■ **Dataset records**:
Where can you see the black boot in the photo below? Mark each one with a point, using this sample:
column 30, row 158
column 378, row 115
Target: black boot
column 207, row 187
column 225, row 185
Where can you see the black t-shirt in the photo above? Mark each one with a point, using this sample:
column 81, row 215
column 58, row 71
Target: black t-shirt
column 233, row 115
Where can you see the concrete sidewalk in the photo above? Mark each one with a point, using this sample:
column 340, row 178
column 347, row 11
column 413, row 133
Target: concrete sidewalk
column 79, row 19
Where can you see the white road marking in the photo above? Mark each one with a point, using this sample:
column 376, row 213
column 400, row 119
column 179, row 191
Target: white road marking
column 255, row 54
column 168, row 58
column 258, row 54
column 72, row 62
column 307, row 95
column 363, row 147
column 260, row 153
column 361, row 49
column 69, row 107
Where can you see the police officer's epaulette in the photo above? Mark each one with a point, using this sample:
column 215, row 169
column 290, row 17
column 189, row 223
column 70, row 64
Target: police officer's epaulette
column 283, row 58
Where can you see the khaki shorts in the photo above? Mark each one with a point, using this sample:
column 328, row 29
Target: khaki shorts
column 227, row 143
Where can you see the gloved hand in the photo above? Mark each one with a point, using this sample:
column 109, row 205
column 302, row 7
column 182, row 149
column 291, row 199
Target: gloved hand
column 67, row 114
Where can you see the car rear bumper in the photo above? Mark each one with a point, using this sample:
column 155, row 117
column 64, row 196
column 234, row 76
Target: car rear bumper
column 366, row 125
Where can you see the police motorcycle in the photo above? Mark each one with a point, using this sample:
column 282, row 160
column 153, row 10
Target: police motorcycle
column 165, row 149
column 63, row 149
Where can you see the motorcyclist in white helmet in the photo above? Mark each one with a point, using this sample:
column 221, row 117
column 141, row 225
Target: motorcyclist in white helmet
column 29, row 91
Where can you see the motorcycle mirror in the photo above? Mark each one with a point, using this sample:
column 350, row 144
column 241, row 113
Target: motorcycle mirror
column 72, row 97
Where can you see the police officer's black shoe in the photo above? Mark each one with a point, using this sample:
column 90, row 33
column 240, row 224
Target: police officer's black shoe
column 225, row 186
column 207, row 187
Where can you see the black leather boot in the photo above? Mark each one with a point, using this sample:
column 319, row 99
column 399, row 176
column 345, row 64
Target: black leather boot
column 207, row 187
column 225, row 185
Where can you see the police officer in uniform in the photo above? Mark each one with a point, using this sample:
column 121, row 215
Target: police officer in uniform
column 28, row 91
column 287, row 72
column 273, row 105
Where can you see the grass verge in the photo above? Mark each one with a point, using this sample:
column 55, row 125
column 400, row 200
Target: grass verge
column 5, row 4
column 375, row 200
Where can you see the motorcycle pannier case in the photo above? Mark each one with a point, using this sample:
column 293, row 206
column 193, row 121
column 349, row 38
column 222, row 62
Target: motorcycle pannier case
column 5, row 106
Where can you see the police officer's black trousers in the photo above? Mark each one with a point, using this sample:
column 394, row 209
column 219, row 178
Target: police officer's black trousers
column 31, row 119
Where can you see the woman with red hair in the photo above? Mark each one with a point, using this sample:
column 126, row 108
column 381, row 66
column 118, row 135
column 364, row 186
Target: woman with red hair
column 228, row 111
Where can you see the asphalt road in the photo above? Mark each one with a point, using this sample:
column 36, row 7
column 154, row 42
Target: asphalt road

■ **How to complete this task**:
So that nothing is lost, retype every entry in the listing above exactly.

■ **Exercise result**:
Where can you see the black boot in the photo below? Mark each one with a point, using this sample:
column 30, row 158
column 378, row 115
Target: black boot
column 207, row 187
column 225, row 185
Where can you see the black t-shirt in the photo above? Mark each one with a point, using this sample:
column 81, row 215
column 58, row 71
Target: black t-shirt
column 233, row 115
Where can you see the concrete sidewalk in the photo above? Mark each one with a point, using this sample:
column 340, row 178
column 347, row 11
column 413, row 133
Target: concrete sidewalk
column 79, row 19
Where can you see the white road marking in the photo above? Mark each one with a point, using this sample:
column 376, row 213
column 400, row 119
column 179, row 191
Target: white road marking
column 255, row 54
column 168, row 58
column 258, row 54
column 72, row 62
column 307, row 95
column 363, row 147
column 260, row 153
column 361, row 49
column 69, row 107
Where can you see the police officer's epaulette in the photo above? Mark each one with a point, using this sample:
column 215, row 169
column 290, row 17
column 189, row 223
column 70, row 64
Target: police officer's epaulette
column 283, row 58
Where can you see the khaki shorts in the photo above? Mark each one with a point, using this sample:
column 328, row 29
Target: khaki shorts
column 227, row 143
Where can you see the gloved hand in the photo above? Mark each one with a point, using this sample:
column 109, row 205
column 302, row 7
column 182, row 149
column 291, row 199
Target: gloved hand
column 67, row 114
Where can you see the car rear bumper in the photo above? Mark each one with a point, using this sample:
column 155, row 117
column 64, row 196
column 234, row 76
Target: car rear bumper
column 366, row 125
Where can you see the police motorcycle in the photo above? Mark each one with a point, using this sample:
column 282, row 160
column 153, row 10
Target: police motorcycle
column 165, row 149
column 63, row 149
Where can you see the motorcyclist in white helmet in the photo above? Mark each one with a point, using this sample:
column 221, row 117
column 141, row 225
Target: motorcyclist in white helmet
column 29, row 91
Where can you see the motorcycle mirror in the photo above? Mark each one with a point, using this sample:
column 350, row 144
column 241, row 113
Target: motorcycle mirror
column 72, row 97
Where can you see the police officer's black shoe in the photo above? Mark each one with a point, using this sample:
column 90, row 33
column 240, row 224
Target: police officer's black shoe
column 225, row 186
column 207, row 187
Where can you see the black leather boot in the photo above? Mark each one with a point, using this sample:
column 319, row 99
column 399, row 176
column 345, row 64
Target: black leather boot
column 207, row 187
column 225, row 185
Where can you see the police officer in uniform in the photo above? Mark each one with a point, using this sample:
column 121, row 215
Target: police officer in uniform
column 28, row 91
column 287, row 72
column 273, row 105
Where can you see the grass verge in the photo above? Mark each one with a point, using this sample:
column 55, row 125
column 400, row 200
Target: grass verge
column 5, row 4
column 375, row 200
Where can you see the motorcycle pannier case in the photo above? Mark each one with a point, using this sample:
column 293, row 206
column 193, row 121
column 349, row 38
column 222, row 62
Target: motorcycle pannier case
column 5, row 106
Where can you see the police officer's black trousers in the photo above? Mark each one with a point, using this sample:
column 394, row 209
column 219, row 178
Target: police officer's black trousers
column 31, row 119
Where can you see the woman with red hair in the photo above? Mark each one with a point, using this sample:
column 126, row 108
column 381, row 66
column 118, row 135
column 364, row 186
Target: woman with red hair
column 228, row 111
Where can you see the asphalt road in the photo above? Mark each one with a point, using this sample:
column 36, row 7
column 154, row 42
Target: asphalt road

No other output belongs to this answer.